# Written problem 1:
In the passage on teaching critical thinking, give the section from "A pedagogy that" to "2002, p. 298)" again, changing "critical thinking" to "reflective inquiry".

# Article:
=-=-=
A pedagogy that cultivates critical thinking encourages introspection, analysis, reflection, reasoning, deliberation, collaboration, and interdisciplinarity, where:

what is indispensable is the time to sit together and read and work together, learning how the problems of a region of the world look from historical, economic, religious, and other perspectives. (Nussbaum, 2002, p. 298)

Looking at problems in regions of the world different from one’s own taking historical, social, cultural, economic, religious, and other outlooks represents an involvement with multiperspectivity, contextualized historicity, and partiality that distinguishes this conceptualization of critical thinking from foundational cognitive-based views in the 1960s centered mainly on the development of abilities, skills, and competences (Cartwright, 1962; Milton, 1960). The reason is that it provides an opportunity to embed social justice aims. Nussbaum recognizes the importance of social justice aims in education (Boman et al., 2002) and suggests that they can be achieved by questioning ‘how the [our] inner world can be shaped by forces of racism’ (Boman et al., 2002, p. 309) and how specific rights granted to particular groups (women, ethnic minorities, LGBTI groups, and others) can in fact become sources of subjugation and power:

We need to be very sure that benefits that we give to groups do not result in a further subordination of people within those groups. (Ibid., p. 309)
=-=-=
# Written problem 2:
Copy the rows below word for word, from their first line through the line containing "x=291 y=189", and omit the pictures.

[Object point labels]
=-=-=
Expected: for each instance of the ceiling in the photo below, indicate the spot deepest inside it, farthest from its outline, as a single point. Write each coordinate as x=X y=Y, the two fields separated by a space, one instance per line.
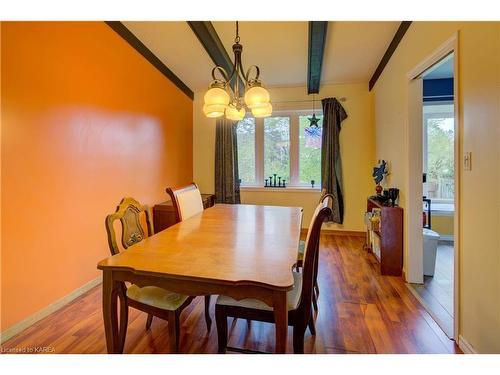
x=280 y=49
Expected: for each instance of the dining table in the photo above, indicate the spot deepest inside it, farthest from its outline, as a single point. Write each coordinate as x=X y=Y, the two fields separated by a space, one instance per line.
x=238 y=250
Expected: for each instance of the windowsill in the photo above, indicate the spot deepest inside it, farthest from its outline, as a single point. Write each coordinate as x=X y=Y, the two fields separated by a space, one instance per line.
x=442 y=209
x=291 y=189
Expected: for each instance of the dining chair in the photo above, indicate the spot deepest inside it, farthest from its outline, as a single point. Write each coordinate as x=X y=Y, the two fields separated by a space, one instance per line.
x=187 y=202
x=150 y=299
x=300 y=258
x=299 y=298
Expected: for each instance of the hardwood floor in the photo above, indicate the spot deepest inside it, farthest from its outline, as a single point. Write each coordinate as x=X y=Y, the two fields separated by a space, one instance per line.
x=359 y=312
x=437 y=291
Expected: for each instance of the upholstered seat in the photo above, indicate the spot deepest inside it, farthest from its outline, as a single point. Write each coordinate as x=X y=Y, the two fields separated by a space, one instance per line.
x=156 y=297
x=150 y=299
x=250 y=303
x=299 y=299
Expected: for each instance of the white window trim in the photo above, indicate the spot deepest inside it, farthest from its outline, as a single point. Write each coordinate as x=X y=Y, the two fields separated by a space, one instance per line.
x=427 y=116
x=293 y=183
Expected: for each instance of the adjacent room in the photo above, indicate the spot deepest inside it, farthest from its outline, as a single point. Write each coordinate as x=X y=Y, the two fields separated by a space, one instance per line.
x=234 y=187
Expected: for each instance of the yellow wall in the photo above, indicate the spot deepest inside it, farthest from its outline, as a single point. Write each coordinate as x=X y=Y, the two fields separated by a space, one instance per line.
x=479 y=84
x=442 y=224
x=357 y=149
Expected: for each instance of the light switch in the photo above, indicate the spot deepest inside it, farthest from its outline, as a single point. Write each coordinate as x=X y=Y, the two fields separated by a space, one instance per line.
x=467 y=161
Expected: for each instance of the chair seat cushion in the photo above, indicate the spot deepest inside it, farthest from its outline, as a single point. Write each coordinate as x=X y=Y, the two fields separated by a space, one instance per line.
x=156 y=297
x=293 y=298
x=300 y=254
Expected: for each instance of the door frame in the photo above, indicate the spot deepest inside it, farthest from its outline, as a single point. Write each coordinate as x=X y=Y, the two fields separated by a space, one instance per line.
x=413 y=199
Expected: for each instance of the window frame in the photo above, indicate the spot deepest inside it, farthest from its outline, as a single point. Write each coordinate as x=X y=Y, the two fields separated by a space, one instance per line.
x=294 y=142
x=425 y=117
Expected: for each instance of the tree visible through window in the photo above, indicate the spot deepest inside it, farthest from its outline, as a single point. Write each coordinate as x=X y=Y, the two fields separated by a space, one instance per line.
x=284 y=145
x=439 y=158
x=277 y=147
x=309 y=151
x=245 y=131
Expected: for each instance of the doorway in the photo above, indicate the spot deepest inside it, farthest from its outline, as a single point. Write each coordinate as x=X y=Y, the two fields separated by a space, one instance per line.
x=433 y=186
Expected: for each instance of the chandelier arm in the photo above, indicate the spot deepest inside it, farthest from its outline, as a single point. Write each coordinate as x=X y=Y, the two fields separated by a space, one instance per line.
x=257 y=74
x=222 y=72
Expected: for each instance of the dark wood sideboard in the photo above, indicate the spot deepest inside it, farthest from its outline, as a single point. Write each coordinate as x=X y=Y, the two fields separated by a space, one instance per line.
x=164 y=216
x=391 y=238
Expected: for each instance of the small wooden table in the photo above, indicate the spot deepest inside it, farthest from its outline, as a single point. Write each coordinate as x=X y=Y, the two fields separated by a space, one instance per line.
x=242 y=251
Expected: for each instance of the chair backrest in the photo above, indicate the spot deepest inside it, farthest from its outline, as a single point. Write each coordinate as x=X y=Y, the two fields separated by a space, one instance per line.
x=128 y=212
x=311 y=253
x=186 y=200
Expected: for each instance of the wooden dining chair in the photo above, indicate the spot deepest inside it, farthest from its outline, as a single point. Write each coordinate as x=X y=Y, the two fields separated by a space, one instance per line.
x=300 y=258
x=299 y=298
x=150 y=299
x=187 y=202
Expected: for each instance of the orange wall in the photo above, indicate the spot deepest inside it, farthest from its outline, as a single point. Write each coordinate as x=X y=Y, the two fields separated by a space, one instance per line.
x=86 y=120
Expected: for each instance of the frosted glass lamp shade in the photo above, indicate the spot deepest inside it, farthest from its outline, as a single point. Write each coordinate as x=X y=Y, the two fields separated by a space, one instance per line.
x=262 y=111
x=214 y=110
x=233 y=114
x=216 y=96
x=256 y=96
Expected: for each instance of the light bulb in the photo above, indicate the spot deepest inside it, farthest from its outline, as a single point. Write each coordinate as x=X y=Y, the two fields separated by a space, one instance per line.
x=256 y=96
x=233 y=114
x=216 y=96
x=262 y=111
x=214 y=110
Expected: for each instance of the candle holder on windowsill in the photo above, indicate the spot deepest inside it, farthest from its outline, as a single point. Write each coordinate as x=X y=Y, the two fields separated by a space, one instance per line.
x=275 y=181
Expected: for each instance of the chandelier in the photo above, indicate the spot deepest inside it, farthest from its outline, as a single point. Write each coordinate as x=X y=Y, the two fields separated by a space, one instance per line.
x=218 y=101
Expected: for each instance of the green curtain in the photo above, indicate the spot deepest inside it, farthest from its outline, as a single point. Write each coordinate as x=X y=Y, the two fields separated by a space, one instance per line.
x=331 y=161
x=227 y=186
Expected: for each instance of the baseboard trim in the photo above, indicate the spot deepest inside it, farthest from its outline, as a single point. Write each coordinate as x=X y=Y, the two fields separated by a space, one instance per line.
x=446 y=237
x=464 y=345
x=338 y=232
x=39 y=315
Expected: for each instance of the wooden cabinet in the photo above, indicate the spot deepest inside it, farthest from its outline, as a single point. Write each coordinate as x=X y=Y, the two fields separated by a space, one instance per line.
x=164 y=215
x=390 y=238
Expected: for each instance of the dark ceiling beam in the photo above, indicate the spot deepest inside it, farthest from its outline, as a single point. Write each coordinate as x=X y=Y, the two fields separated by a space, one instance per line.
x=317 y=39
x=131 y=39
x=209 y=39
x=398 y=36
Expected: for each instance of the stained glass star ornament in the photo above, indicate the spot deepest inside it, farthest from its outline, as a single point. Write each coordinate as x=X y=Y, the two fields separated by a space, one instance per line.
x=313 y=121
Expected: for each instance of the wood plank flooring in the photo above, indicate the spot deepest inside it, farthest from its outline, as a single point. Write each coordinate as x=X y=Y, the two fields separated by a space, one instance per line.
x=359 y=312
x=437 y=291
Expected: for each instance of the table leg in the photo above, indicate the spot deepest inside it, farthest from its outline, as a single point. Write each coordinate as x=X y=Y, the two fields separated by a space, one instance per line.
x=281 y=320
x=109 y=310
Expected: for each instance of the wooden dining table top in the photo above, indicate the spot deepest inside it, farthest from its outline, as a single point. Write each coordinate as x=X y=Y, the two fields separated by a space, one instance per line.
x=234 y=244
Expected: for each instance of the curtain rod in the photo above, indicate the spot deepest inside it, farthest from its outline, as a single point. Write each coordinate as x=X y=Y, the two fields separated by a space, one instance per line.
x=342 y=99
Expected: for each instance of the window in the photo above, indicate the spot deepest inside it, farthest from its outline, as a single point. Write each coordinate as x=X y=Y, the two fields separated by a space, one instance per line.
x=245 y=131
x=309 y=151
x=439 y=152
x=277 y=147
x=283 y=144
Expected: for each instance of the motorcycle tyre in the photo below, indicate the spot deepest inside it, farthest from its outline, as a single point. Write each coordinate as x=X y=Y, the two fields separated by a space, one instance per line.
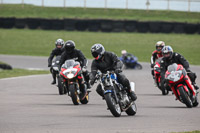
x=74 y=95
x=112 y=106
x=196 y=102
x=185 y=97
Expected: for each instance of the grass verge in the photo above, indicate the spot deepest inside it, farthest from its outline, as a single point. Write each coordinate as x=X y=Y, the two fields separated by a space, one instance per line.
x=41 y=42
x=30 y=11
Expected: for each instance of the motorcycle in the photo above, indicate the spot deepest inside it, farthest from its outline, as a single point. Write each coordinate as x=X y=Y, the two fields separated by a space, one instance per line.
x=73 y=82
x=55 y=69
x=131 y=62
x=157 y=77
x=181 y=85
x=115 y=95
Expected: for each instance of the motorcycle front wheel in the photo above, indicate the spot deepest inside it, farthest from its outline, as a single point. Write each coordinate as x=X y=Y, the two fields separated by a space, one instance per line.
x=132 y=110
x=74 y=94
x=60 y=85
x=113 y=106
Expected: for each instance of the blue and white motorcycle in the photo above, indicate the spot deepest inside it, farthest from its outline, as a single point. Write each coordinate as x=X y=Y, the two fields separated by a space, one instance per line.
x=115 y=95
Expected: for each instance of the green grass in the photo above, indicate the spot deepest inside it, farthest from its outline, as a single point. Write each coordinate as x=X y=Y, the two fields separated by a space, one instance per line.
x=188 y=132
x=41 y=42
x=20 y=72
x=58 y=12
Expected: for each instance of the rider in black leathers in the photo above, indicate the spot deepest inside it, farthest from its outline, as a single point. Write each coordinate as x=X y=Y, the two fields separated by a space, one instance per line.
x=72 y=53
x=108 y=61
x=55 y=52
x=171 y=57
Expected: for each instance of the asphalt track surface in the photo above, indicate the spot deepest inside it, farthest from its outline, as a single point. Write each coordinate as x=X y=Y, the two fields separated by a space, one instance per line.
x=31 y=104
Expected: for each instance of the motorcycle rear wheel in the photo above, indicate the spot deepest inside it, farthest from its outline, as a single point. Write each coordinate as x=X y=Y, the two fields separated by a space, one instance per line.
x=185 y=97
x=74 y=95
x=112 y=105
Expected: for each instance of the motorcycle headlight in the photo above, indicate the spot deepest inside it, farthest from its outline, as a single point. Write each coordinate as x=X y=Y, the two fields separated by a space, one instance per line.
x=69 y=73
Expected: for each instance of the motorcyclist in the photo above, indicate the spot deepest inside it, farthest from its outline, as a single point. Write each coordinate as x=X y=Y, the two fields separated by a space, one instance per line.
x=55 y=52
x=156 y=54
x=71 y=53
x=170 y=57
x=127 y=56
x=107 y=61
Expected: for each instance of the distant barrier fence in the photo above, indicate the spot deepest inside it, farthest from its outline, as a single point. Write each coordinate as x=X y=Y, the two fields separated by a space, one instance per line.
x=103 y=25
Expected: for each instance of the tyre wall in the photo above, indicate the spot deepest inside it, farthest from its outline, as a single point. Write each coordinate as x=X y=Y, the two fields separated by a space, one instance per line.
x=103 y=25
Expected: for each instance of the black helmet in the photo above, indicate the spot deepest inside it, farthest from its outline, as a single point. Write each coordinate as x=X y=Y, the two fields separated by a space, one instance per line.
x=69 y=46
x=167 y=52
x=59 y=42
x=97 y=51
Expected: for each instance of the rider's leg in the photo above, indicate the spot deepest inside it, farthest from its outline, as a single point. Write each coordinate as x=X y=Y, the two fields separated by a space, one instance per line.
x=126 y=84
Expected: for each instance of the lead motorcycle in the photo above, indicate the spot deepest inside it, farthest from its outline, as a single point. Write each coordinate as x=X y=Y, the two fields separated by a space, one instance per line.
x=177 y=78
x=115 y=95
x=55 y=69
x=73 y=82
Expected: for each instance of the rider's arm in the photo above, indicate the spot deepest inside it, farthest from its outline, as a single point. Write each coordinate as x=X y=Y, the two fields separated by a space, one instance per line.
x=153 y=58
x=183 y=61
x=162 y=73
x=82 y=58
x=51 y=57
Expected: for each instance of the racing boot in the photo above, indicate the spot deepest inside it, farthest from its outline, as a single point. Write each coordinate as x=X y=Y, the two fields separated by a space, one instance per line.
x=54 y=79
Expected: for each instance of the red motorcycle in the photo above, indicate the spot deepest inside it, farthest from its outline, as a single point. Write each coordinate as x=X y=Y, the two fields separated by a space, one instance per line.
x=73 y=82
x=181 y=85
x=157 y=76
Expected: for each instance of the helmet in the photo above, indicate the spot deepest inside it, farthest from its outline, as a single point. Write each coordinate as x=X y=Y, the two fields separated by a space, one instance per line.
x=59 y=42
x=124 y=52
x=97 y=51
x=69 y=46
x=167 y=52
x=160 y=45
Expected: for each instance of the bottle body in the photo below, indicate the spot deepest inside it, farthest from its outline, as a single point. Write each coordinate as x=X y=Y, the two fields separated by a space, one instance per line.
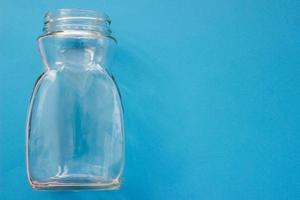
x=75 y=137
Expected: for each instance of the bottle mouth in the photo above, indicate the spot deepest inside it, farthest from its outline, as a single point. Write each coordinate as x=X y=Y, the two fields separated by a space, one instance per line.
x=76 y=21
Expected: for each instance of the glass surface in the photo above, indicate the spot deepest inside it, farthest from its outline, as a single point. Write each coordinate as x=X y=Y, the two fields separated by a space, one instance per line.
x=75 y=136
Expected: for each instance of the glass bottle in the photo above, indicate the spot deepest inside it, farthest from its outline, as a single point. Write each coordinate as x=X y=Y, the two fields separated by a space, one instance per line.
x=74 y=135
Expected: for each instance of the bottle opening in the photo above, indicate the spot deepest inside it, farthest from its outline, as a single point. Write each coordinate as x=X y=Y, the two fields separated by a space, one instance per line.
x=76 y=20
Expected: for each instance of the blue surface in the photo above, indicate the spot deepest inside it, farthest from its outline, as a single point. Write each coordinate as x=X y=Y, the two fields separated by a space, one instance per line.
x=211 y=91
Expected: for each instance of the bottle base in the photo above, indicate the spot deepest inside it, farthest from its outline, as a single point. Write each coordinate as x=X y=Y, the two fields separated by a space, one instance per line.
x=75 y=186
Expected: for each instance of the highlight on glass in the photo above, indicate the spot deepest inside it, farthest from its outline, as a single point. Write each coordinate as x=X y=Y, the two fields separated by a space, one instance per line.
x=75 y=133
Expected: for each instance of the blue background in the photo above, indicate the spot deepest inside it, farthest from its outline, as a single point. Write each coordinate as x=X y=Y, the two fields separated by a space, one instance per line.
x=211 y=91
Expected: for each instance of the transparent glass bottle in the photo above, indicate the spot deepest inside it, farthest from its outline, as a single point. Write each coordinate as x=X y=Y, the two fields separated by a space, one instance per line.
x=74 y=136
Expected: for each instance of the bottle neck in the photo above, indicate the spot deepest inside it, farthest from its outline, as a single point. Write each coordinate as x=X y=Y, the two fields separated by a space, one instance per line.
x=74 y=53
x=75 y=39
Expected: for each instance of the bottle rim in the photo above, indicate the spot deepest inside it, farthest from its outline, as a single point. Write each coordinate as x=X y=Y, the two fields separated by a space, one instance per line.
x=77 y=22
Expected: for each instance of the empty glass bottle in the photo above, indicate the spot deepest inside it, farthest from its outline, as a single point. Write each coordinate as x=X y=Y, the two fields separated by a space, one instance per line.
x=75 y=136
=-=-=
# Correct response 1:
A pedagogy that cultivates reflective inquiry encourages introspection, analysis, reflection, reasoning, deliberation, collaboration, and interdisciplinarity, where:

what is indispensable is the time to sit together and read and work together, learning how the problems of a region of the world look from historical, economic, religious, and other perspectives. (Nussbaum, 2002, p. 298)

# Correct response 2:
Expected: for each instance of the ceiling in the photo below, indicate the spot deepest inside it, farthest from its outline, as a single point. Write each coordinate as x=X y=Y, the two fields separated by a space, one instance per line.
x=280 y=49
Expected: for each instance of the dining table in the photo above, indicate the spot deepest inside it, farthest from its outline, as a single point. Write each coordinate as x=X y=Y, the two fields separated by a space, one instance per line.
x=238 y=250
Expected: for each instance of the windowsill in the photo above, indicate the spot deepest inside it, farthest from its outline, as a single point. Write each coordinate as x=X y=Y, the two fields separated by a space, one instance per line.
x=442 y=209
x=291 y=189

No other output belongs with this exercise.